Supplied data:

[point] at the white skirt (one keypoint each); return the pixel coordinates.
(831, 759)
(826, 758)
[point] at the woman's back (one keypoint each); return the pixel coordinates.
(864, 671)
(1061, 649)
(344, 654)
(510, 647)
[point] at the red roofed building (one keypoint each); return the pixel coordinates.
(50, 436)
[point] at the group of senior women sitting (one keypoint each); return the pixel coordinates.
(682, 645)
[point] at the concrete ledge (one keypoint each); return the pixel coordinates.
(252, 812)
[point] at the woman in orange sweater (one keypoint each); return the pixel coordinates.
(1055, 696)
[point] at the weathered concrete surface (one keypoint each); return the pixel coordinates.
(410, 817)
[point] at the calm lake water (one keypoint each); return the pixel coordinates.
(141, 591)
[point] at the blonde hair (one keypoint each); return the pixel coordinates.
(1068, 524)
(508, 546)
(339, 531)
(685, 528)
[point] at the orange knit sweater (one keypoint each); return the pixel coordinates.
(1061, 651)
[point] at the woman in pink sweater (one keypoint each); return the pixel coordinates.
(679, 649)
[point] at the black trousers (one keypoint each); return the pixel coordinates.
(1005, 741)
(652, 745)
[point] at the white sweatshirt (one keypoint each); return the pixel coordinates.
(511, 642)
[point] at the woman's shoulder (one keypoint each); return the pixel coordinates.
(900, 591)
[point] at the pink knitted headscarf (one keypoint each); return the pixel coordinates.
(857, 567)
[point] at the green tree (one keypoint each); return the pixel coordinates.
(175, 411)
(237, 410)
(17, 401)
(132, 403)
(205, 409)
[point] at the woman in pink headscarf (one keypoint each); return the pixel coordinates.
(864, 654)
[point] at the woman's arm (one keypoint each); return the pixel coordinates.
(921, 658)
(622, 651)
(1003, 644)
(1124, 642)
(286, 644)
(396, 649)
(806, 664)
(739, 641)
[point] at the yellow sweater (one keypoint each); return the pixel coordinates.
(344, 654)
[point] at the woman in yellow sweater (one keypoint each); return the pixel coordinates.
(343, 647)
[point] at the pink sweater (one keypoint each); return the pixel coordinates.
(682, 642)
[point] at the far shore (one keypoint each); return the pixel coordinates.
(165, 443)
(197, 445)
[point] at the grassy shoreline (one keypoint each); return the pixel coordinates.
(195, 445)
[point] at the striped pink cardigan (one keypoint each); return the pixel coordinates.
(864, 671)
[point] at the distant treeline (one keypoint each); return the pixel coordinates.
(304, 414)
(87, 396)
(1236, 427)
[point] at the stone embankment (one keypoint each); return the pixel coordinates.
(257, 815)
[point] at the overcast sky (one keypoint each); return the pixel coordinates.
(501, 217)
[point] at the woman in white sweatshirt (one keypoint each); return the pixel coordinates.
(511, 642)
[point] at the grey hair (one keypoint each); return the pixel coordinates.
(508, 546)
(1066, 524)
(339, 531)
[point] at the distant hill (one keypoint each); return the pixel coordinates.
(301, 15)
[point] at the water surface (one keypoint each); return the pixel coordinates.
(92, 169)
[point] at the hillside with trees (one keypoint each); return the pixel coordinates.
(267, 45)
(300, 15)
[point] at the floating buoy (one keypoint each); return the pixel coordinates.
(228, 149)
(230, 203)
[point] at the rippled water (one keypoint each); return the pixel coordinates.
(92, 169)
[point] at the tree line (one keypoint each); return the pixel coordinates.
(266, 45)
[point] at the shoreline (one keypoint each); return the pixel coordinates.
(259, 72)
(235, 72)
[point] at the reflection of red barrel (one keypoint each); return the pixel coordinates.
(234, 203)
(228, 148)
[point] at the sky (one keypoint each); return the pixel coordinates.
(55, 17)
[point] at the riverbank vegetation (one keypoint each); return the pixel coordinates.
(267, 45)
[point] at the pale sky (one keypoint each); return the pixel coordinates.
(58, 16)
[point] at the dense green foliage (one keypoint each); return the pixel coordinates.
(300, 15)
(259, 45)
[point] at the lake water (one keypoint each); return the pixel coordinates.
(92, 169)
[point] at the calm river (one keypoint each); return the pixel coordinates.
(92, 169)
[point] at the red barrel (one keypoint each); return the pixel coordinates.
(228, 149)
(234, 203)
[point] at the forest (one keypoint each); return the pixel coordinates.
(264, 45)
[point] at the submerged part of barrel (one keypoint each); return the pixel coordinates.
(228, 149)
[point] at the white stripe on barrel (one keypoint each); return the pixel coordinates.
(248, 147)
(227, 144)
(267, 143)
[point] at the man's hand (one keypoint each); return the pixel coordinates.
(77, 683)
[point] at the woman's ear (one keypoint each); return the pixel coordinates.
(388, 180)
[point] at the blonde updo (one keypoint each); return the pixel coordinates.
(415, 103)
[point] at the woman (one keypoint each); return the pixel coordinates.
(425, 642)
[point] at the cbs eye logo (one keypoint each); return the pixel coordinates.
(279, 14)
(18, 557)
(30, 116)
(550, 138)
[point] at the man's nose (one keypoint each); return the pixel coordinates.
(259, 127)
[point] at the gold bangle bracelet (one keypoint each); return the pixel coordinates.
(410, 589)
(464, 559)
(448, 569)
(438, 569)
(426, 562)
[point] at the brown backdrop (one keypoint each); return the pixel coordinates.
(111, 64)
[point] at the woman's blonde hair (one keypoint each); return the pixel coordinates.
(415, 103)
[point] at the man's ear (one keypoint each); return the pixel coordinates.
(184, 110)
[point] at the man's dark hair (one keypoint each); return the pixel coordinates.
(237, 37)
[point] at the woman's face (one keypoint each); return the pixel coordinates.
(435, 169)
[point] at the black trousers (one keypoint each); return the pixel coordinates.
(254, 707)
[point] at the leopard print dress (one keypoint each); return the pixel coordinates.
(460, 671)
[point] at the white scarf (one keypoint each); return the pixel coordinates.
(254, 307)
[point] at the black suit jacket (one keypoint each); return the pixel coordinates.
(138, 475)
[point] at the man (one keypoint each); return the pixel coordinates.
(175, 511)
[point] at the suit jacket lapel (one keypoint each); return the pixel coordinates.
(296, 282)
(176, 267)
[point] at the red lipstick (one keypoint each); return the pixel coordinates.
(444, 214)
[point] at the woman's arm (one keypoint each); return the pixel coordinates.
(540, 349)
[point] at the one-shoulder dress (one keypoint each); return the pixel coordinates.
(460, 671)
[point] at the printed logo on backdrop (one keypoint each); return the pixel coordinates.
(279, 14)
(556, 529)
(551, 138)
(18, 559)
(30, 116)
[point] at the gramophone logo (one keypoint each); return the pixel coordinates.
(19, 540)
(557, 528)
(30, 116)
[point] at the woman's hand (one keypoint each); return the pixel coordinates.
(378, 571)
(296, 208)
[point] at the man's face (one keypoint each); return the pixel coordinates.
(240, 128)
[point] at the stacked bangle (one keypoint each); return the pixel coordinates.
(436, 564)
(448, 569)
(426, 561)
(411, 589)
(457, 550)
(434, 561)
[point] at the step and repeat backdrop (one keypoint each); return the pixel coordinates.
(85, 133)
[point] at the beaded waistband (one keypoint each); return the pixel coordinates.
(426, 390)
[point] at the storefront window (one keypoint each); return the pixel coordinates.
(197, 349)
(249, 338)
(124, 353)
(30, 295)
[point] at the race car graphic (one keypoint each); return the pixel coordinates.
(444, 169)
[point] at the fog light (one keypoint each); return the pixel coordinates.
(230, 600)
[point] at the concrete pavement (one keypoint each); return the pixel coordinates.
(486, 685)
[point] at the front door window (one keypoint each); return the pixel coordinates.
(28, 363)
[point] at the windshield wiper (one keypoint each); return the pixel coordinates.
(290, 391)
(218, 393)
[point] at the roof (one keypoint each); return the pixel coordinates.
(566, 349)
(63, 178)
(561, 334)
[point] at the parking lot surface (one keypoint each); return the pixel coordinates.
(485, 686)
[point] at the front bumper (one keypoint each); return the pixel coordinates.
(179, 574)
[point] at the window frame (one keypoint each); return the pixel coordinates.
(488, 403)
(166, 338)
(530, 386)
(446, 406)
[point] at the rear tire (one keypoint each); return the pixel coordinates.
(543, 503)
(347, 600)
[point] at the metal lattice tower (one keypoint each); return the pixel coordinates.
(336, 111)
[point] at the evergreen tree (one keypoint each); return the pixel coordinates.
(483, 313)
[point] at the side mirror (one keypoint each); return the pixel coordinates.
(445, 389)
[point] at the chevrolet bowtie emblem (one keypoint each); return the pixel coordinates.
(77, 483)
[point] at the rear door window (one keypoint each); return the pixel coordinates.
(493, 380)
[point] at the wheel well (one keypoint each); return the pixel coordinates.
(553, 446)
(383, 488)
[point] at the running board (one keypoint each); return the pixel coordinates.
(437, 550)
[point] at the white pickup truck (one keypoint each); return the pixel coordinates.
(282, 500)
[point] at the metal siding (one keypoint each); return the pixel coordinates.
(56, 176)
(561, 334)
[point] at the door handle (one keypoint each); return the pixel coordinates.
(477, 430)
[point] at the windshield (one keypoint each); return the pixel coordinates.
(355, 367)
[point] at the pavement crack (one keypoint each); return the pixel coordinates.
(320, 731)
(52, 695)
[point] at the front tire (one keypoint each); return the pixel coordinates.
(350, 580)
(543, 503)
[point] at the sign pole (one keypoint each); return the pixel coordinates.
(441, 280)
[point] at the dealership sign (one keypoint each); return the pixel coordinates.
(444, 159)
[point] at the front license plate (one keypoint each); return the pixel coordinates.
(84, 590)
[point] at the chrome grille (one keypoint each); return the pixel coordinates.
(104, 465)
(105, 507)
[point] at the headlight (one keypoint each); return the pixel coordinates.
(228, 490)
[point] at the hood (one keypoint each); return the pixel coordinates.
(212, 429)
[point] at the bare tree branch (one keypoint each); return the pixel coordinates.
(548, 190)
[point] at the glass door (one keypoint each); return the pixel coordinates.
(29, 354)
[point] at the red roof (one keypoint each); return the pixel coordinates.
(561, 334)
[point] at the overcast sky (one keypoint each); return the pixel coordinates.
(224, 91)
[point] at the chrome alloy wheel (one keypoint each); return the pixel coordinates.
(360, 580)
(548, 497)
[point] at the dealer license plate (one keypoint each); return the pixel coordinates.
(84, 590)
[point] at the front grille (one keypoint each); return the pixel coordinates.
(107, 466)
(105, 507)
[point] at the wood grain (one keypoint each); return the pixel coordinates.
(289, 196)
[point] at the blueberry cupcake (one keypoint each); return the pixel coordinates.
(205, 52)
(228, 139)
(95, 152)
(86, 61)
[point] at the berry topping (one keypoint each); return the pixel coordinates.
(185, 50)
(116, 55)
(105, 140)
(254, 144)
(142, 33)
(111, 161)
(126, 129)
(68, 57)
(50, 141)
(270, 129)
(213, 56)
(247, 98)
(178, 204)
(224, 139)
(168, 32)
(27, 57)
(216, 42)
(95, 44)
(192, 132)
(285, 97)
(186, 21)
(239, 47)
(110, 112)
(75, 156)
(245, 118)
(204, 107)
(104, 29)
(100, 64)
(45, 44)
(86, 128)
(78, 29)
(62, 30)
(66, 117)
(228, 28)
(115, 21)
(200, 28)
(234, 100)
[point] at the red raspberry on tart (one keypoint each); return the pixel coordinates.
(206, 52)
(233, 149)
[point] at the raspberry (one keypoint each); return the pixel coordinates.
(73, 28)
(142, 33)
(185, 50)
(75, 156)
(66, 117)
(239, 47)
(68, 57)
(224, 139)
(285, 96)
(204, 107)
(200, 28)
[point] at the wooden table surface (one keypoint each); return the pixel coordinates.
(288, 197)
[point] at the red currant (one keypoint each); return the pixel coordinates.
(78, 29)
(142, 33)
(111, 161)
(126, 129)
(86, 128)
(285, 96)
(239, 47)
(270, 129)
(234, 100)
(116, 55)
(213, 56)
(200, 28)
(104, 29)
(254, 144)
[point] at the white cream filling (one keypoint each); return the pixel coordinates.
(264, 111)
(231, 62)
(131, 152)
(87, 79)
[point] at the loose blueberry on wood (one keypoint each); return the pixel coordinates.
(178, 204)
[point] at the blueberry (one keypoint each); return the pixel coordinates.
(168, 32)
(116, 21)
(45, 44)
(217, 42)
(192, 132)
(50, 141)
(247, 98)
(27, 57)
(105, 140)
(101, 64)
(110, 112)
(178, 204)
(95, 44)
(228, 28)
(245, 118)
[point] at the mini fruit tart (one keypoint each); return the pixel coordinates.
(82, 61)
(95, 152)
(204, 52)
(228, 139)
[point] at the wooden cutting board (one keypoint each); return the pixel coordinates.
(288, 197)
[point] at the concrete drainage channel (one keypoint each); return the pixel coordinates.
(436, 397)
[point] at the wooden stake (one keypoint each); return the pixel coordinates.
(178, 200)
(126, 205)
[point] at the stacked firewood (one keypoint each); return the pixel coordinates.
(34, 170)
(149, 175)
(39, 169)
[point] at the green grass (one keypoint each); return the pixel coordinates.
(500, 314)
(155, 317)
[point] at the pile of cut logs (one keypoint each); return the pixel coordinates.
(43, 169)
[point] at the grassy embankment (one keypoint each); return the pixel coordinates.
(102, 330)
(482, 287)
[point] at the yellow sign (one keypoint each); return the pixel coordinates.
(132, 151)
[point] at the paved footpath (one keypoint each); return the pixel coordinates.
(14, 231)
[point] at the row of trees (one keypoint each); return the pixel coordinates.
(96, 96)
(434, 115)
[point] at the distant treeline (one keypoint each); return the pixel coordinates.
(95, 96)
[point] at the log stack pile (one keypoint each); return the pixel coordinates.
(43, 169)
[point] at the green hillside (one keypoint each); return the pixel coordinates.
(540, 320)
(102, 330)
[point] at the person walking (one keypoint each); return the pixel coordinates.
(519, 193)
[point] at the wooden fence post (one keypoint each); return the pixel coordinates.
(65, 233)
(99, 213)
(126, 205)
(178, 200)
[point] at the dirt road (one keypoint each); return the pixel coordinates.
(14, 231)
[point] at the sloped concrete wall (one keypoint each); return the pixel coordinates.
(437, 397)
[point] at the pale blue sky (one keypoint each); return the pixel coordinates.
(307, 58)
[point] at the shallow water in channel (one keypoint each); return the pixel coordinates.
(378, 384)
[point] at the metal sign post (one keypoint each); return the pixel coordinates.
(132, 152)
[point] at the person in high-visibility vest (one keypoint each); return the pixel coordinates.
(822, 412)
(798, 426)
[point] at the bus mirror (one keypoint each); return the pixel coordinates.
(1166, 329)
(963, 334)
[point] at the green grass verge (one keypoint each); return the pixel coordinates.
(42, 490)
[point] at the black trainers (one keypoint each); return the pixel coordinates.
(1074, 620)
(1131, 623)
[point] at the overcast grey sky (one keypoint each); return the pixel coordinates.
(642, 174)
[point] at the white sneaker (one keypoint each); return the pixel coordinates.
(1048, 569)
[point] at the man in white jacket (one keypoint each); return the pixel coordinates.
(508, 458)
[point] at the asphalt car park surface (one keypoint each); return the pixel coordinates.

What this task involves: Keep only the lines from the one containing "[point] at the man in" through the final line of the records, and transcribe them exactly.

Worked solution:
[point] at the man in white jacket (one keypoint each); return the pixel coordinates.
(508, 458)
[point] at the asphalt car park surface (one keypoint each); return the pixel coordinates.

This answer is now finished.